***** Information

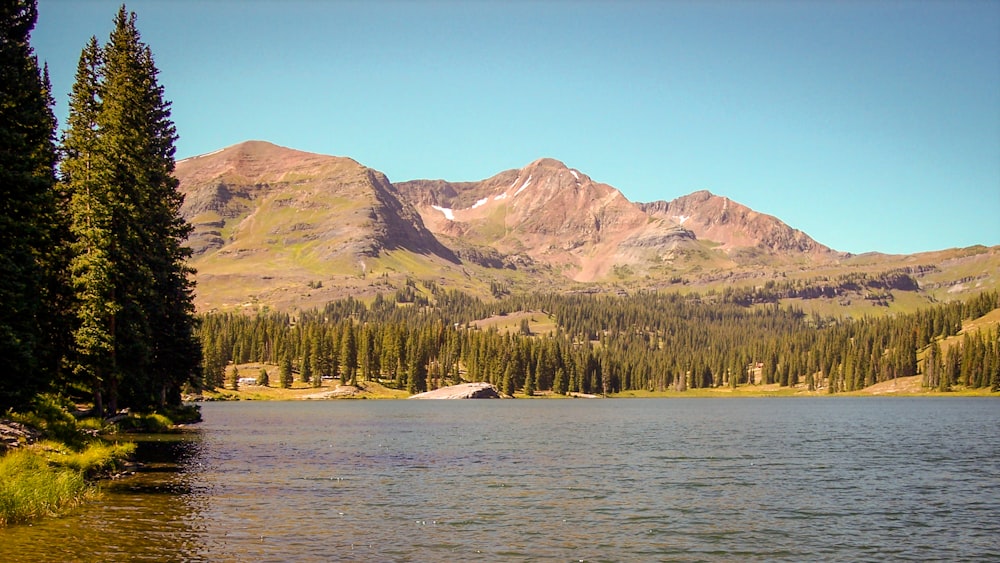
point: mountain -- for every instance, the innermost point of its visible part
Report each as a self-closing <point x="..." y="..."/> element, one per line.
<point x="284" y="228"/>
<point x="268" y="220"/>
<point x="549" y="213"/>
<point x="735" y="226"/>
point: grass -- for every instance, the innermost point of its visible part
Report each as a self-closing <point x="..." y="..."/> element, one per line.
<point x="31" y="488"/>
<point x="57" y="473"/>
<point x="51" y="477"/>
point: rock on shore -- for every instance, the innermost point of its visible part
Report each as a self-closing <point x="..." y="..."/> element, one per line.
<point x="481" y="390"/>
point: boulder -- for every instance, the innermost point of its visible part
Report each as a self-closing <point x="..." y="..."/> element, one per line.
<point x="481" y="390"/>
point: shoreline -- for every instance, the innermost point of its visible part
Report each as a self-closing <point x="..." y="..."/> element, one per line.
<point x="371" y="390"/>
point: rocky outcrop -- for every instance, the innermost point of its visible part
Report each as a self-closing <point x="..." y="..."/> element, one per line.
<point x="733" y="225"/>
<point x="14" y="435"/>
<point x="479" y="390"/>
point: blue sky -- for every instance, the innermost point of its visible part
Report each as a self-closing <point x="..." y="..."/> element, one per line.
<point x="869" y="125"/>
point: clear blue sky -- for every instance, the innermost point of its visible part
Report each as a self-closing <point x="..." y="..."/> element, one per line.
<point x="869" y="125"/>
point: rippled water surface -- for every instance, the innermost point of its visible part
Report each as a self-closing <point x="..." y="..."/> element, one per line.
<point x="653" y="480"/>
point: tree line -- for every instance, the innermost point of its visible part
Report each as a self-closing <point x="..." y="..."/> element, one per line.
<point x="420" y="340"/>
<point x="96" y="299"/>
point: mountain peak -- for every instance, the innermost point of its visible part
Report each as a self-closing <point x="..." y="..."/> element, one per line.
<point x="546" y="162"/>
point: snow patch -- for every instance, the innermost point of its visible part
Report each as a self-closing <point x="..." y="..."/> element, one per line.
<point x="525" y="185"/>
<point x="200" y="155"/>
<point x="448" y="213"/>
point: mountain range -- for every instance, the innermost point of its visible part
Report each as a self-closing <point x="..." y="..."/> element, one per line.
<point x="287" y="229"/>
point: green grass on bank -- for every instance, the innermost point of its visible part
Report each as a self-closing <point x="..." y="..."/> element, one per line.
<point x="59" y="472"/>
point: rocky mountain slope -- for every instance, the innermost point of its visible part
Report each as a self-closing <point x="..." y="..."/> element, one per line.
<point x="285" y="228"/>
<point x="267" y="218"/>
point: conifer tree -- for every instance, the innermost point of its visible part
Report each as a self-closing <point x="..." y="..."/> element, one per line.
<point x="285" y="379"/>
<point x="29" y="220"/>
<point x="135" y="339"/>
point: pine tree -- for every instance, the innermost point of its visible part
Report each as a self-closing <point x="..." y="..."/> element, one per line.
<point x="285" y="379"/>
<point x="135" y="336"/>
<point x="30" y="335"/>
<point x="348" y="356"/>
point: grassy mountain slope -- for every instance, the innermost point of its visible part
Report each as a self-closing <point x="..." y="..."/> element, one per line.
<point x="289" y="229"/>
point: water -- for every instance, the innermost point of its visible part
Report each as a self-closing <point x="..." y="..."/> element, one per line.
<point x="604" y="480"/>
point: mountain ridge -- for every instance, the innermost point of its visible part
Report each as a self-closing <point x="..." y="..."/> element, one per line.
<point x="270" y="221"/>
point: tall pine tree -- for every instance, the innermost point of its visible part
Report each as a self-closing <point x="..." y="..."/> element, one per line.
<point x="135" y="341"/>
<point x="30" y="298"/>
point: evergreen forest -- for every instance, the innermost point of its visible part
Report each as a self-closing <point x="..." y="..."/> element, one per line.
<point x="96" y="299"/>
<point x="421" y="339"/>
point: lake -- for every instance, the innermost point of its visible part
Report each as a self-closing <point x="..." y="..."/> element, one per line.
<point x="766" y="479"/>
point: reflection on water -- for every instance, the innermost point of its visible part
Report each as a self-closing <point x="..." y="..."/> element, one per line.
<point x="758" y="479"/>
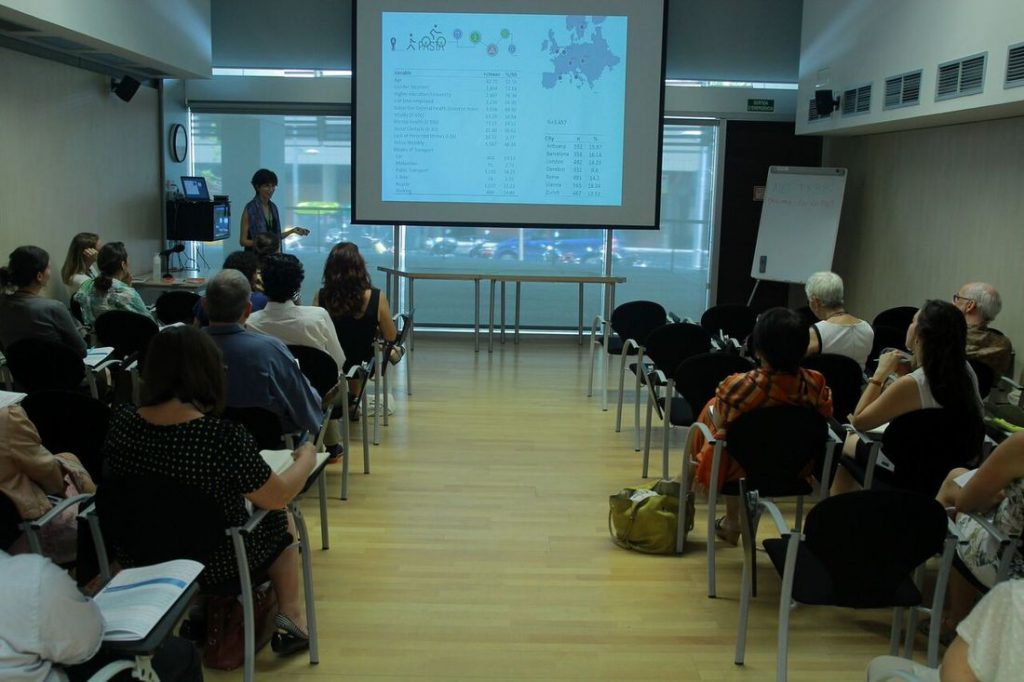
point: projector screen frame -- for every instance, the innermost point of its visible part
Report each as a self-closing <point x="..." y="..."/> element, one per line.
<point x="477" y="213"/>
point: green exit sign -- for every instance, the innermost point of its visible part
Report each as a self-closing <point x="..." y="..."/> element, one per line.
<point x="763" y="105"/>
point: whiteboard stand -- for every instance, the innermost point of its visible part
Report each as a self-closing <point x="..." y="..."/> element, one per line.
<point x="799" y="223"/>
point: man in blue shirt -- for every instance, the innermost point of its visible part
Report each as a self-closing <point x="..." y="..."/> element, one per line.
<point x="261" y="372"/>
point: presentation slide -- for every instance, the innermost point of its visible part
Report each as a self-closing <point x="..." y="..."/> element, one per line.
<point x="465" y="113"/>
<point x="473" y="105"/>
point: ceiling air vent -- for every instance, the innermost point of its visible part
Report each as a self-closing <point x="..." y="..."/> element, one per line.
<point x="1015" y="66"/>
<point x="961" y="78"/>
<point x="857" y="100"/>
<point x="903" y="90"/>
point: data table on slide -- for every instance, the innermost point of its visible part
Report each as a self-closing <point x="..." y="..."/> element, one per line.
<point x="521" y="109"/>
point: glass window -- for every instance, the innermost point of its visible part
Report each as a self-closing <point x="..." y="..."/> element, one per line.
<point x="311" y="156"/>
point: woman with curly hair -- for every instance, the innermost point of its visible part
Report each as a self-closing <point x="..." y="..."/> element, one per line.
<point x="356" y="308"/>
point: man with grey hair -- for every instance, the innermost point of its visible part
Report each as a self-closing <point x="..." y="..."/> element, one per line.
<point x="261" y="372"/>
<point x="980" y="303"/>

**********
***** Information

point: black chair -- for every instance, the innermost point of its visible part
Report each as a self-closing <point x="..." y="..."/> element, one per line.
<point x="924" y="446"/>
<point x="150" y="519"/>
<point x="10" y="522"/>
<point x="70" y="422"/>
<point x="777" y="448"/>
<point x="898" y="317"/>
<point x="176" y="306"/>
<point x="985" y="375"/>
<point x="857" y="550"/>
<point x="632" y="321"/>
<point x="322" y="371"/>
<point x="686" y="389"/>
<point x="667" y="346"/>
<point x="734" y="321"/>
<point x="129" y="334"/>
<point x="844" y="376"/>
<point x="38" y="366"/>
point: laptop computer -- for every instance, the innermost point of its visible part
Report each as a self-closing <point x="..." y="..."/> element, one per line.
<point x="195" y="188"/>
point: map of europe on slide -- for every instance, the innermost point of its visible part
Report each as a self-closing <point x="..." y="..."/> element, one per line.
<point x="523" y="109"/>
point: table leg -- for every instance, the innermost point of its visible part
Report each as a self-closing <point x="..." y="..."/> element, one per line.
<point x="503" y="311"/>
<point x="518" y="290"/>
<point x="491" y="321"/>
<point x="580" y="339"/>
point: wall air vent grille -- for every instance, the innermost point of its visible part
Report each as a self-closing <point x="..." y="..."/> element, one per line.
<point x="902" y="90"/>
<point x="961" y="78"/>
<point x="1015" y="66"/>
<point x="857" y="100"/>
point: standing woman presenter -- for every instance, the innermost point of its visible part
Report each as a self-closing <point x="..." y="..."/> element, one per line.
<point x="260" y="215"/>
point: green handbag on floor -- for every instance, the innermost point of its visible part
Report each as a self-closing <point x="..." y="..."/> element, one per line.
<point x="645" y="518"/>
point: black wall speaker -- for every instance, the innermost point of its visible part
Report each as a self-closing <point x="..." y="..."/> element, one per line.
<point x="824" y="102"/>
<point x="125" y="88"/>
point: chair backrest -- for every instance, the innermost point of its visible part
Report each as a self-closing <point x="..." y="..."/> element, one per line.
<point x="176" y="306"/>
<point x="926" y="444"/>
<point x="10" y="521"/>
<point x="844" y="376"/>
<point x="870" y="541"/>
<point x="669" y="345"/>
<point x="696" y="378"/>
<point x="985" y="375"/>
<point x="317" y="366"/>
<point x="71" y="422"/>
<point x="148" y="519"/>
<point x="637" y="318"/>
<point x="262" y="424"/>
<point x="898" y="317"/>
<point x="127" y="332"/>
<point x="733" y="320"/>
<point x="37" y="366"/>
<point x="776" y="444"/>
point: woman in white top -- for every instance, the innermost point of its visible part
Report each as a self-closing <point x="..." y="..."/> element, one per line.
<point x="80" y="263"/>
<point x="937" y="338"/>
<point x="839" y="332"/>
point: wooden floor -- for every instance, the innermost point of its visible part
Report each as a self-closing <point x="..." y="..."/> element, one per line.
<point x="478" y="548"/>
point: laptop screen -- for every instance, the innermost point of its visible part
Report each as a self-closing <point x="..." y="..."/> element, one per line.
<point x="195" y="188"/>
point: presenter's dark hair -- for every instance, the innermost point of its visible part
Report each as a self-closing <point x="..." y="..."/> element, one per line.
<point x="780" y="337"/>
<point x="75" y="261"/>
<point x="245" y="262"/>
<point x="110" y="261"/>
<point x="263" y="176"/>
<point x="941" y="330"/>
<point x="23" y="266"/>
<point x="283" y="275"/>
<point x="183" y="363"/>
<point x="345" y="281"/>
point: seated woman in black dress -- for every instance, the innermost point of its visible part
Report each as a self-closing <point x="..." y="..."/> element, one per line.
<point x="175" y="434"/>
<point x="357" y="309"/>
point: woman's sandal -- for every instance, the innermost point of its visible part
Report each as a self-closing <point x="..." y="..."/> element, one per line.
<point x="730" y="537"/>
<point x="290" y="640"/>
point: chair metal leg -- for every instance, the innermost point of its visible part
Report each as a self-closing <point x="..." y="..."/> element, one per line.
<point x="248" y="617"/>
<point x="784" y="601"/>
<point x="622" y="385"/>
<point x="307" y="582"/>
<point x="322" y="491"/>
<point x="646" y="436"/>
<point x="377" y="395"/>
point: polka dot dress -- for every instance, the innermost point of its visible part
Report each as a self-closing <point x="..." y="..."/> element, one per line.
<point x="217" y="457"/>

**********

Copy every line where the word "slope" is present in the entries above.

point: rocky mountain slope -- for every instance, the innermost point of its visible part
point: grassy mountain slope -- for every instance, the innermost point of its visible part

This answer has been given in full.